Segment Start: RECORDS FOR THIS EXERCISE

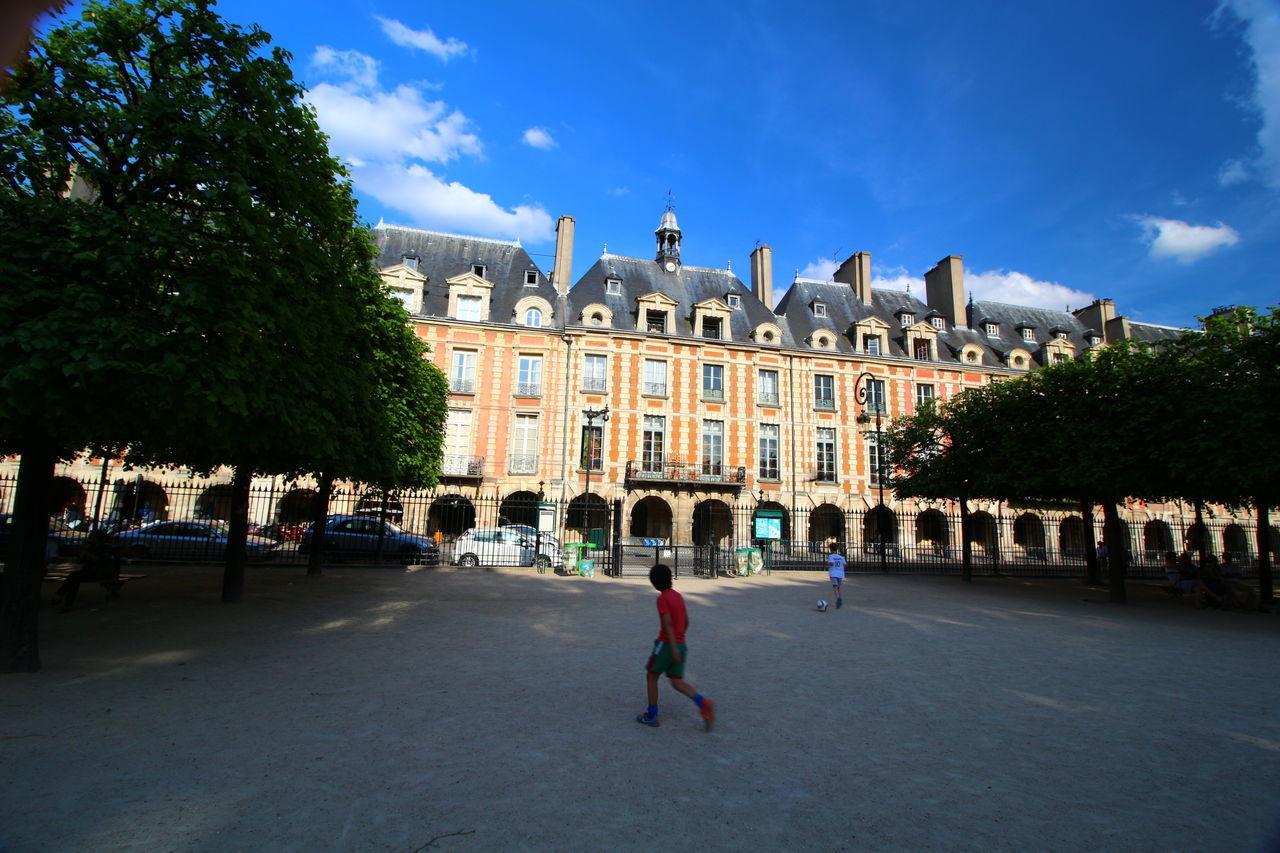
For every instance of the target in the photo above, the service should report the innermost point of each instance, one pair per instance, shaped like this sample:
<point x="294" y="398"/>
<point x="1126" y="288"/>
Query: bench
<point x="112" y="587"/>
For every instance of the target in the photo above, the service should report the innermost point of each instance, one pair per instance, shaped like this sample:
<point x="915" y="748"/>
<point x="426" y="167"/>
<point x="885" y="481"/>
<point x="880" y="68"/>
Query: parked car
<point x="503" y="547"/>
<point x="64" y="536"/>
<point x="352" y="534"/>
<point x="186" y="541"/>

Segment End: RECORDS FOR THIS EXERCISE

• **WORK TO BE COMPLETED**: Should a picture appear among the entries, skip it and copy the rest exactly.

• **ANSWER TO THIS EXERCISE**:
For every instance of the target in the photo above, the service should report the innermost point of each instance, one pair per instance, shaped like this sample:
<point x="294" y="398"/>
<point x="1126" y="288"/>
Query: bench
<point x="112" y="587"/>
For every instance of the target in the photo above, the service should report the innermost point of each instance, one pair per instance, shaped like this sample:
<point x="915" y="748"/>
<point x="426" y="167"/>
<point x="885" y="481"/>
<point x="880" y="68"/>
Query: parked car
<point x="503" y="547"/>
<point x="64" y="536"/>
<point x="352" y="534"/>
<point x="186" y="541"/>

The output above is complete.